● Entries provided:

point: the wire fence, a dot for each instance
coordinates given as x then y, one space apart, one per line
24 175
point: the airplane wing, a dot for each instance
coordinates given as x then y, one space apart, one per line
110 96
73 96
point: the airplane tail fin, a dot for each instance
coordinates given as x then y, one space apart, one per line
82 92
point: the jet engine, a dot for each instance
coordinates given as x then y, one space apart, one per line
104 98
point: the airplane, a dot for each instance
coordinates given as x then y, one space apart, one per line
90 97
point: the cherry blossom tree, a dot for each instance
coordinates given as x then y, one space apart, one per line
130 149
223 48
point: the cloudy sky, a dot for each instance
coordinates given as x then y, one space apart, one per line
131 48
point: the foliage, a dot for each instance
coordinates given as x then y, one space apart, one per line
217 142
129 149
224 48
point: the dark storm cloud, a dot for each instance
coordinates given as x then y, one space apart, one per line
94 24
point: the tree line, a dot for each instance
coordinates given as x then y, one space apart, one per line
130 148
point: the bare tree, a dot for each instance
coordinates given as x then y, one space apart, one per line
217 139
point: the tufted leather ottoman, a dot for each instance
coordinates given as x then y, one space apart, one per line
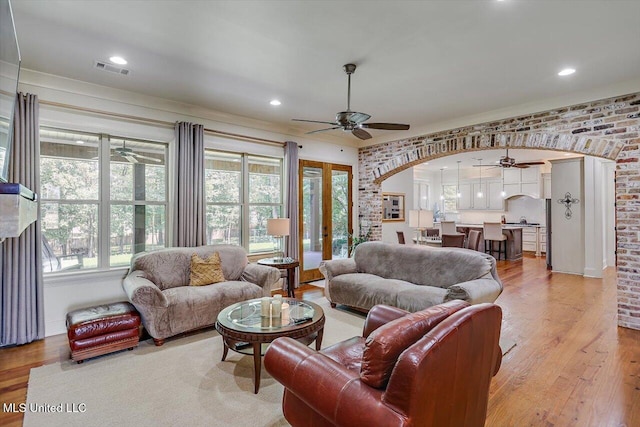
102 329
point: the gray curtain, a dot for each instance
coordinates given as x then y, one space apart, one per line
292 166
189 219
21 301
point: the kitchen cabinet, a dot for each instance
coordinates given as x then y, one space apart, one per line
491 196
465 201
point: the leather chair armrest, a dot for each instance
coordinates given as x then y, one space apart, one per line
143 292
344 400
262 275
336 267
380 315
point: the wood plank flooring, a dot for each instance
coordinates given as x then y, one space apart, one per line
571 366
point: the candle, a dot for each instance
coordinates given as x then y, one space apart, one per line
277 307
265 305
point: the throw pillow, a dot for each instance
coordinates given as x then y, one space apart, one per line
206 271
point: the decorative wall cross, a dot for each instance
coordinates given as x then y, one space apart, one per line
567 202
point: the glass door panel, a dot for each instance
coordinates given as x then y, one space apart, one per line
312 219
340 214
325 215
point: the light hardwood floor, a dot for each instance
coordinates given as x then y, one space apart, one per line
571 366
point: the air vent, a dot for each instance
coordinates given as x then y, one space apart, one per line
102 65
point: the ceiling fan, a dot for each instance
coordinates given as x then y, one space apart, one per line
510 162
354 121
130 155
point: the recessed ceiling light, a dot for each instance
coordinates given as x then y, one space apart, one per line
118 60
566 72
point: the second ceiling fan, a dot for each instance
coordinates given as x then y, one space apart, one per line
353 121
510 162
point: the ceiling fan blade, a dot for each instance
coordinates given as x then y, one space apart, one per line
153 159
361 133
529 163
385 126
322 130
314 121
358 118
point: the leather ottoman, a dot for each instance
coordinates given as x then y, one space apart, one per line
102 329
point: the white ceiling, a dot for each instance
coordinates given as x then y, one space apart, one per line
418 62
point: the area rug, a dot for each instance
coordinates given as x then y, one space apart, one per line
183 382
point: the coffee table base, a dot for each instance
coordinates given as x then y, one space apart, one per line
251 344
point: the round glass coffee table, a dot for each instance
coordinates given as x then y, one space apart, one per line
245 330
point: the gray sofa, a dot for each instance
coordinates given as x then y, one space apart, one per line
158 286
410 277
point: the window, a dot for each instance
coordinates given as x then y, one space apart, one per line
242 192
102 199
450 201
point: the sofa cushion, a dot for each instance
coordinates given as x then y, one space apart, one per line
171 267
441 267
362 290
385 344
206 271
192 307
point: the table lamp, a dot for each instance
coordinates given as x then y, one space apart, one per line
278 228
420 219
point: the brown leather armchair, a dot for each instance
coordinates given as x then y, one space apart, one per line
429 368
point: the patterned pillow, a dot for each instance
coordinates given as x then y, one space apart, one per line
206 271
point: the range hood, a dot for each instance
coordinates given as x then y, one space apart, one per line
18 209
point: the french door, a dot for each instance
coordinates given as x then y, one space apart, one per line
325 215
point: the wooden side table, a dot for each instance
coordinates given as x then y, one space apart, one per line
288 264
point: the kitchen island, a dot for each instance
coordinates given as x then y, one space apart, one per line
513 233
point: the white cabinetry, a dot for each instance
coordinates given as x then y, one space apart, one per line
491 196
522 181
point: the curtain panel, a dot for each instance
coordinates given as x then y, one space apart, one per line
189 218
292 166
21 300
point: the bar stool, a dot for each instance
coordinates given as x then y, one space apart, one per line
448 227
493 233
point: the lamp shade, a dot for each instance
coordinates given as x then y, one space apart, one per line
278 226
420 218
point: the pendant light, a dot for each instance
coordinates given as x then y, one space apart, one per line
480 195
458 195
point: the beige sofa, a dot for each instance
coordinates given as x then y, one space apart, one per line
158 286
410 277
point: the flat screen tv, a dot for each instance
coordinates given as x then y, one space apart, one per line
9 72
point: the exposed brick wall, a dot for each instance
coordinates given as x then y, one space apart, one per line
608 128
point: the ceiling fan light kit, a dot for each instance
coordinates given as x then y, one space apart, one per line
354 121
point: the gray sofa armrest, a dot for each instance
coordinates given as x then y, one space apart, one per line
336 267
262 275
484 289
143 292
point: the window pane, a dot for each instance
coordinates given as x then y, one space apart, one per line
223 177
70 236
259 240
121 181
138 170
264 180
121 241
68 165
223 224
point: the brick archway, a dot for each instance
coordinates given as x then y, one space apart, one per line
608 128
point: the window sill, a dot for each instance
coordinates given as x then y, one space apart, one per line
72 278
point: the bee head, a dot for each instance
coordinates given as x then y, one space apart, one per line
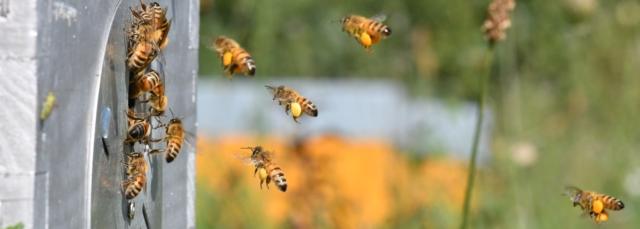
175 121
251 66
345 20
386 31
576 199
256 150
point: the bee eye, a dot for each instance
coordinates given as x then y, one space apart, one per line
387 31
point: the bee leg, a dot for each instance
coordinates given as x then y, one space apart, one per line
287 108
268 181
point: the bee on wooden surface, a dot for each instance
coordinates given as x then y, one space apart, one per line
594 204
293 102
266 169
367 31
141 50
174 138
235 59
147 82
155 17
47 106
136 171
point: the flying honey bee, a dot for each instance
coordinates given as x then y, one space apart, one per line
367 31
266 169
174 138
136 172
293 102
235 59
139 128
594 204
155 17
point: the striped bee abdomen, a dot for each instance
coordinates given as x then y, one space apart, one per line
278 178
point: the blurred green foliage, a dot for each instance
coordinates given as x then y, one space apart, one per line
566 81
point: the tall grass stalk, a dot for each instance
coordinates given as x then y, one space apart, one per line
483 83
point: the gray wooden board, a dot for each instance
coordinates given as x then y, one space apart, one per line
82 60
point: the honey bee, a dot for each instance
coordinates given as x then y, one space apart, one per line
367 31
174 138
156 18
151 82
136 172
139 128
147 82
235 59
141 50
594 204
293 101
266 169
47 106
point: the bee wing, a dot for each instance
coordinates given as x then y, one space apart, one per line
245 159
571 191
379 17
271 89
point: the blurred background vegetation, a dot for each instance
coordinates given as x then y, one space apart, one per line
564 94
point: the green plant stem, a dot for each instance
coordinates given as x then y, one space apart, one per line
484 85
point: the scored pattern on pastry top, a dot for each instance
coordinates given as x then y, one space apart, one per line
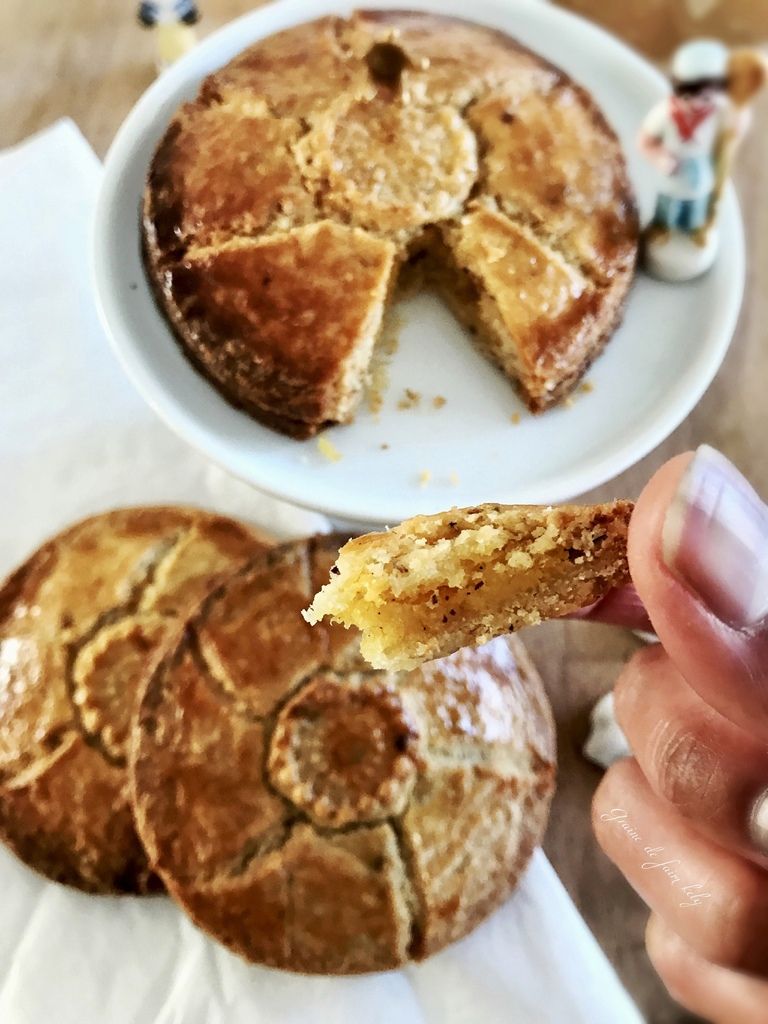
391 133
80 626
262 788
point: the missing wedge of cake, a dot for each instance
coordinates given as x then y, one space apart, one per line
438 583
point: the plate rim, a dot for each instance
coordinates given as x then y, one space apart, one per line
346 504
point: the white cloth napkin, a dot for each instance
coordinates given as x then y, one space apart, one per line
76 439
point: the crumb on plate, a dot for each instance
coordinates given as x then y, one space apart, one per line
410 399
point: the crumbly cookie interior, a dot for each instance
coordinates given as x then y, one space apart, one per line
435 584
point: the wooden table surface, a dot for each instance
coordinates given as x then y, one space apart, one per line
89 59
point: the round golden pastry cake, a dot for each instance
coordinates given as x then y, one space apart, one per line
327 163
315 815
81 623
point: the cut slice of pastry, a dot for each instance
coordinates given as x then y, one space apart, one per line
285 325
438 583
540 318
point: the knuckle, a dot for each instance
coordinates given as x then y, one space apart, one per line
736 937
687 772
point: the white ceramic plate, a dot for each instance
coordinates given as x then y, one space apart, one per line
651 374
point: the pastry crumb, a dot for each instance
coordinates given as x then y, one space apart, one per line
327 450
410 399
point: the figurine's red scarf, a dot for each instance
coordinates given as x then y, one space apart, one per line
688 115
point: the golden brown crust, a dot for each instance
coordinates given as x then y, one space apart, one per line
311 814
437 583
379 128
263 320
81 623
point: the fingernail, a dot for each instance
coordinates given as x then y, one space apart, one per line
759 823
715 539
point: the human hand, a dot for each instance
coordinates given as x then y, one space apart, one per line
686 818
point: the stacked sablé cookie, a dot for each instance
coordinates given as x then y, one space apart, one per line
169 719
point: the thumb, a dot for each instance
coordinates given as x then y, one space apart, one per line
698 558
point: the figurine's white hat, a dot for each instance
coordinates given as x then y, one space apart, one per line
700 58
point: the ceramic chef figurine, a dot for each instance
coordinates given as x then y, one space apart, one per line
171 22
691 137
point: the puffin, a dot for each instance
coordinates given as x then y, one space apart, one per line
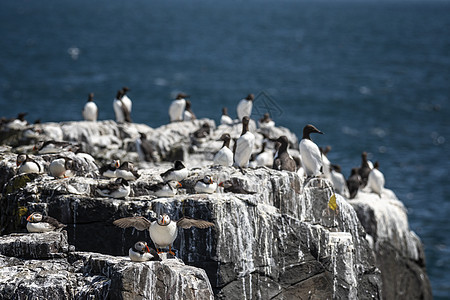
245 106
163 231
61 167
338 180
224 157
38 223
375 180
126 100
164 189
141 252
225 118
127 171
310 153
51 147
205 185
188 114
119 189
284 160
120 109
365 168
145 148
244 145
90 110
177 107
353 183
266 121
178 173
27 165
109 170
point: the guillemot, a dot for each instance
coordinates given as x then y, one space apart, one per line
163 231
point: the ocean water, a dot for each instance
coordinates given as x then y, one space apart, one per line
373 75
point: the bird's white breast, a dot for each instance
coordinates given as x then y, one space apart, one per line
224 157
163 236
311 157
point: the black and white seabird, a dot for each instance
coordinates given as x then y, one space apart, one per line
127 171
284 160
188 114
230 186
119 189
27 165
110 169
310 153
145 148
178 173
38 223
61 167
177 107
354 182
245 106
224 157
205 185
375 181
163 231
338 180
90 110
164 189
120 109
141 252
225 118
244 145
365 168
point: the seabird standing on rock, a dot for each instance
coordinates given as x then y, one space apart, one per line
310 153
90 110
244 145
61 167
353 183
225 118
188 114
144 148
120 109
109 170
365 168
205 185
245 106
127 171
178 173
141 252
27 165
163 231
224 157
39 223
284 161
338 180
177 107
119 189
375 181
126 100
164 189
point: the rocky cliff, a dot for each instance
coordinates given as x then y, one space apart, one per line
284 241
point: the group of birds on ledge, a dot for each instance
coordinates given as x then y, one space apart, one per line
312 163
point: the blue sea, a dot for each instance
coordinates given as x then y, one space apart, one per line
372 75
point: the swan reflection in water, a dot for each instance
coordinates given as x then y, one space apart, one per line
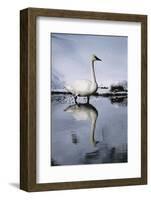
85 112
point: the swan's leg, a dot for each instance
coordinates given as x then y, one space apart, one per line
88 99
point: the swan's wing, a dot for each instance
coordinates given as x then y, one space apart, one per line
81 86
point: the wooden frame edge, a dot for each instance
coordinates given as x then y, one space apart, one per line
28 99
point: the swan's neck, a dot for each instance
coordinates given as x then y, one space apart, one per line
93 126
93 73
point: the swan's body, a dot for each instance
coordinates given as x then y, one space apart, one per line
84 87
85 112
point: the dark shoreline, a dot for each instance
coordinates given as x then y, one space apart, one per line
108 94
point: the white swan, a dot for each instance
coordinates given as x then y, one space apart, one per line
84 87
85 112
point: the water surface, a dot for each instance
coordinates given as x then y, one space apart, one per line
92 133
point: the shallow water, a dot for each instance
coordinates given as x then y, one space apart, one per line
88 133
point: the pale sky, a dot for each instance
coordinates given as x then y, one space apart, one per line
72 53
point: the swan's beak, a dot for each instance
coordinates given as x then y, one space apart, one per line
98 58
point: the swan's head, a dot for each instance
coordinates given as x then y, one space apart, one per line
95 58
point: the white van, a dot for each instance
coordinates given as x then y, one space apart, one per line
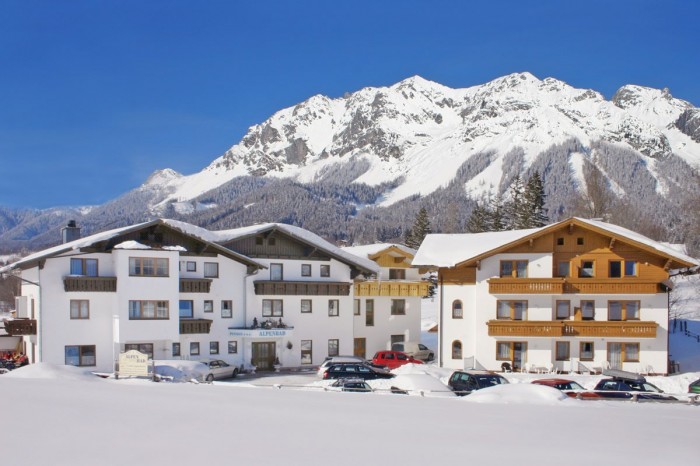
415 349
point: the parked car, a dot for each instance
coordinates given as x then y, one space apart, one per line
415 349
624 386
344 370
218 369
393 359
352 385
569 387
465 382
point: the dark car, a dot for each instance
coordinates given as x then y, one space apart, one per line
355 371
465 382
628 387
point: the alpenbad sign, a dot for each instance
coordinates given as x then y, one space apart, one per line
133 364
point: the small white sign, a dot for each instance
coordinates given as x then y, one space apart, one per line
133 364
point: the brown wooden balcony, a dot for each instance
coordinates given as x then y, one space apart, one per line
96 284
285 288
571 328
190 326
571 286
18 327
391 288
195 285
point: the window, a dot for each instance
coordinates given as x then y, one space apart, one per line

● The exercise: The required output is the lines from the one containing "point: the swan's neck, a" through the end of the records above, reproduced exactly, with no pictures.

● Problem solution:
point: the swan's neck, a dot for each instance
coordinates given as x then y, one space apart, one per line
93 126
93 73
point: the swan's body, a dot for each instance
coordinates given as x then y, one space apart, one per line
84 87
85 112
point: the dark shoreline, a dot for each instance
coordinates given as x then y, one space apart, one per line
108 94
point: the white swan, a dot for each instance
coordinates given as x then y, one space apart, one per line
84 87
85 112
point: the water surface, a dot for each instance
coordinates given as x then y, one space apart, one per line
92 133
point: the shallow water, a dot for each instance
coordinates given as x then y, one space apart, one per line
88 133
point: the pale sky, a dot for each instance
coordinates given as x then y, one space apart, one per line
72 53
point: the swan's beak, a dot for each instance
coordinates given as x then y, one space apart, one per line
98 58
point: the swan's head, a dot for each instance
coordinates given as x then y, one space apart, one per line
95 58
point: the white van, a dot for each instance
coordinates given as x then y, one space apart, one per line
415 349
point: the parked car, a dot for each instance
coordinates given as x then y, one space apart, one per line
415 349
624 386
344 370
218 369
393 359
352 385
569 387
465 382
point: the dark car, a dot for each instance
coordinates given as x then y, one space apart, one per line
355 371
465 382
628 387
point: the alpenbad sign, a dot for each instance
coordinates given as x then y, one space apart, one per line
133 364
point: the small white sign, a dot for each instance
coordinates given as x then y, one space apart, one per line
133 364
point: the brown wooden balcony, a dot for each instance
coordinates given as x then y, one space apart, one per line
96 284
285 288
571 328
190 326
571 286
18 327
391 288
195 285
point: the window, a dot for each instance
coordinates given as x then y, one space apart, one per line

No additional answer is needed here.